» **Text provided**:
>> start
I'd keep it only because *if* they were to do anything to harm your dogs, the note is proof that they previously were upset by them. 


That being said, sounds like they are total jerks, and I wouldn't give it much thought. Like danemama already said, it will take two complaints from two different people on two different occasions before the cops even consider coming to your property... and even if it got that far, the first time they come, a ticket is hardly ever issued, just a verbal slap on the wrist is all. I WOULD, however, make sure your dogs are lisenced with the city. If they were to show up, they will want to see documentation for ALL the dogs on the property, but seeing as those two aren't even yours, I'm not sure how much that would matter. 
Sounds like a temporary enough situation though, I doubt anything will come of it. I personally wouldn't bother "killing them with kindness" as it comes off fake anyway. I'd just steer clear of them. Obviously they're not worth your time, and I wouldn't want to risk jsut making the situation even worse by it, as they don't seem all too reasonable to begin with. Idiots. 

For the dog's safety, though.. I'd be very aware of any barking going on. We had a neighbor in san diego whose dog barked non stop all day long. And I mean all day long. We put up with it for about 6 months, before I finally went and very nicely just asked them if they even knew it was going on because I knew they probably worked all day (I was working a late shift at the time and home til 5pm. They had NO idea their dog was barking all day, because the dog never barked when they were home, nor were they aware of barking as they came or went. They felt really bad, but I was glad I talked to them because they ended up working something out to have someone come home a few times a day which helped the barking a lot, but did not eliminate it. 


I had a neighbor complaining about my dog barking. Well, apparently I had enough neighbors complain for the cops to actually show up. (ironic, because the week the complaints were filed, my dogs weren't even home (being boarded, was out of town) and even if they were home, they were inside at night, which is when they claimed barking took place. Bogus complaint to being with is my point. But they did ask to see all documentation, which I did not have... and was given a written warning and had to have my dogs lisenced with the city within 48 hours. And they did followup.


----------



## kevin bradley (Aug 9, 2009)

whiteleo said:


> Kevin, obviously you don't work with the public! I agree that if that note was left for us on our front door, I'd be pissed and pointing fingers too, but as you grow older and not so quick to judge you have to learn to deal with difficult situations.
> How do you know that person didn't just get bad news, just got laid off from work, we can't always think of ourselves in this world(thats totally whats wrong with it right now).
> Sometimes all it takes is a kind word, and if it doesn't work than at least you know you did the right thing and tried.


Are you serious? SERIOUSLY? A bad day so I go leave a note on someone's door I've never met that says to shut their "f'ing dogs up?".........

You are living in a dream world and I would suggest you wake up to reality. 

As I said, I ain't saying to go start a war with these jerks. Because people are unpredictable at best and with animals, they will do all types of lunatic things with chemicals and god knows what. I had a Dog years ago get shot with a dart gun by a neighbor. 

Tell me, what would you have done with a neighbor who SHOT your dog? The Dart was stuck in my dogs muzzle in case your wondering. Maybe they just had a bad day and I should have talked to them.
>> end
» **Tasks to complete**:
**1.** From the barking-dog thread above, copy the passage word for word, beginning at the words "Are you serious?" and stopping after "by a neighbor.".
**2.** List every forum username that appears in the barking-dog thread, counting each person once.
**3.** Continue the barking-dog thread, starting after its final sentence.
The material after the barking-dog thread comes from a separate source.

» **Entries provided**:
>> start
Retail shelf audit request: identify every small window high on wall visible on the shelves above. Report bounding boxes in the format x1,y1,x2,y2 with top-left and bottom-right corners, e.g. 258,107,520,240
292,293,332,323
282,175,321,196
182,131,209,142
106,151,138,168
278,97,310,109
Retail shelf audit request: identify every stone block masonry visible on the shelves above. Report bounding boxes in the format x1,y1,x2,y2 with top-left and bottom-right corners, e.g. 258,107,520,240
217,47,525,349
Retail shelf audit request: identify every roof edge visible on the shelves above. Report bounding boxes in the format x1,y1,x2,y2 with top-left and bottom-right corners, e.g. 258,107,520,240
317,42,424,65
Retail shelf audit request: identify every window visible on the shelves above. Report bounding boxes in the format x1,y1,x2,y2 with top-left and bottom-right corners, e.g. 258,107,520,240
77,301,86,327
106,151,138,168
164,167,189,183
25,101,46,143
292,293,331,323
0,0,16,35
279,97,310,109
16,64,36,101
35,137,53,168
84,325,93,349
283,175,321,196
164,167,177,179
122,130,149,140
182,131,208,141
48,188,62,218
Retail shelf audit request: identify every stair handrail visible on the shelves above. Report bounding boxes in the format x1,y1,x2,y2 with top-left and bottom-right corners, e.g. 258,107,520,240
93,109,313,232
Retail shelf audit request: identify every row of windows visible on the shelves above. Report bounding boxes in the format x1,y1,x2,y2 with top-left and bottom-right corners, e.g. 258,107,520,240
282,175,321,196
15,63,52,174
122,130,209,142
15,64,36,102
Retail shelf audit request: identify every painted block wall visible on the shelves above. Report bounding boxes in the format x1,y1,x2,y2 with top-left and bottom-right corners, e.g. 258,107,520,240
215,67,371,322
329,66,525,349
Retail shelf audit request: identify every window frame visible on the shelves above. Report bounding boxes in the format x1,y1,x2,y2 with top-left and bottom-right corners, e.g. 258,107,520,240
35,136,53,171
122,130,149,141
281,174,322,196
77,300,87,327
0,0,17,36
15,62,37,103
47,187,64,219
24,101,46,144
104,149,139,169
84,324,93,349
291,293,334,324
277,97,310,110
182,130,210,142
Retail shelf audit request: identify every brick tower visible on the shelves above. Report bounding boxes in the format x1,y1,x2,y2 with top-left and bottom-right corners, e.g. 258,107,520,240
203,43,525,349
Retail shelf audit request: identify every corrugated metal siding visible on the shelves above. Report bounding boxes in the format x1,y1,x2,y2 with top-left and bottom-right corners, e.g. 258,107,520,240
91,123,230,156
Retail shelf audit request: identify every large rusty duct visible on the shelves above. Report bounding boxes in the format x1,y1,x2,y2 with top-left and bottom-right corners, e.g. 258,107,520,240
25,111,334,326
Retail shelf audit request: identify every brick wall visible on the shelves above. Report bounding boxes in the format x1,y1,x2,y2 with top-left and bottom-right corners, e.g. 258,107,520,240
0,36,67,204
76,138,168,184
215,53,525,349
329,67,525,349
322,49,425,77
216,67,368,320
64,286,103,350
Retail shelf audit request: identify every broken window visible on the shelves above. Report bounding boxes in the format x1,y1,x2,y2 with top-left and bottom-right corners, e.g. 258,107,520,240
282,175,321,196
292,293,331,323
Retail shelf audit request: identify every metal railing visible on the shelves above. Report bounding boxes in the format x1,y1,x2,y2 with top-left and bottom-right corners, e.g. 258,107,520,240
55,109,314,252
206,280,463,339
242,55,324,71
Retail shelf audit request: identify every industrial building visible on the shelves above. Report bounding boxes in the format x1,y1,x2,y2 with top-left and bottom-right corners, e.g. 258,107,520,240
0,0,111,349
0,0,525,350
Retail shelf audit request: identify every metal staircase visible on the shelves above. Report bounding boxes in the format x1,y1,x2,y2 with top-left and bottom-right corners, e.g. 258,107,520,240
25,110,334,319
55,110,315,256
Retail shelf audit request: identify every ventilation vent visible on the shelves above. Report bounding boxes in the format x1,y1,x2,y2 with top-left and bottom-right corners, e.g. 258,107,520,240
>> end
» **Answers given**:
**1.**
Are you serious? SERIOUSLY? A bad day so I go leave a note on someone's door I've never met that says to shut their "f'ing dogs up?".........

You are living in a dream world and I would suggest you wake up to reality. 

As I said, I ain't saying to go start a war with these jerks. Because people are unpredictable at best and with animals, they will do all types of lunatic things with chemicals and god knows what. I had a Dog years ago get shot with a dart gun by a neighbor.

**2.**
danemama
whiteleo
kevin bradley

**3.**
I made a pact al long time ago to take people like this and remove them from my life as quickly as possible. Destructive people need to be banished. 

XX needs to stay away from these people, watch the dogs carefully, along w/ the back yard and do the best to just keep them quiet. And maybe move away.


----------



## whiteleo (Sep 7, 2008)

Well then maybe she should move out of the area into a place where dogs can be dogs and you you don't live butt a$$ close to someone who can reach over your fence and drop things over for your dogs to get at.
If you chose to live in a world where you live THAT close to someone and don't want to even know anyone on either side of you, theres just something plain WRONG with that picture.
Get out, and get out now into the wilds of the country where you have no neighbors and your dogs can live and run.


----------



## kevin bradley (Aug 9, 2009)

whiteleo said:


> If you chose to live in a world where you live THAT close to someone and don't want to even know anyone on either side of you, theres just something plain WRONG with that picture.



NO!!!!!!!!!!!!!!!!!!!!!!!!!!!!!!!!!!!!!!!

Again, you are putting this back on XX. She/HE didn't CHOOSE to not be decent to these people. The ahole that left an F BOMB note on her door MADE that decision for her/him. 

And you are distorting what I am saying. I didn't say to "choose to live in a world where you don't want to know your neighbors." 

I said CHOOSE TO LIVE IN A WORLD WHERE YOU STAY AWAY FROM PEOPLE WHOSE FIRST WORDS TO YOU CONTAIN "SHUT UP YOUR F'ING DOG"

sorry, I'm not yelling(well, maybe a little)...I have zero tolerance for people that pull this crap.


----------



## whiteleo (Sep 7, 2008)

What I'm saying in the first place is not necessarily directed at xxshaelxx, this is directed for all people living in what we call the "fishbowl", It used to be when you moved into a neighborhood, especially if you bought a home you introduced yourself to your neighbors on both sides of you pretty much as soon as you moved in, especially if your butted up on a zero lot line property. Just makes things alot easier when you run into issues like this. So, in order to not have this problem, move to the country.


----------



## dahonam (Mar 12, 2010)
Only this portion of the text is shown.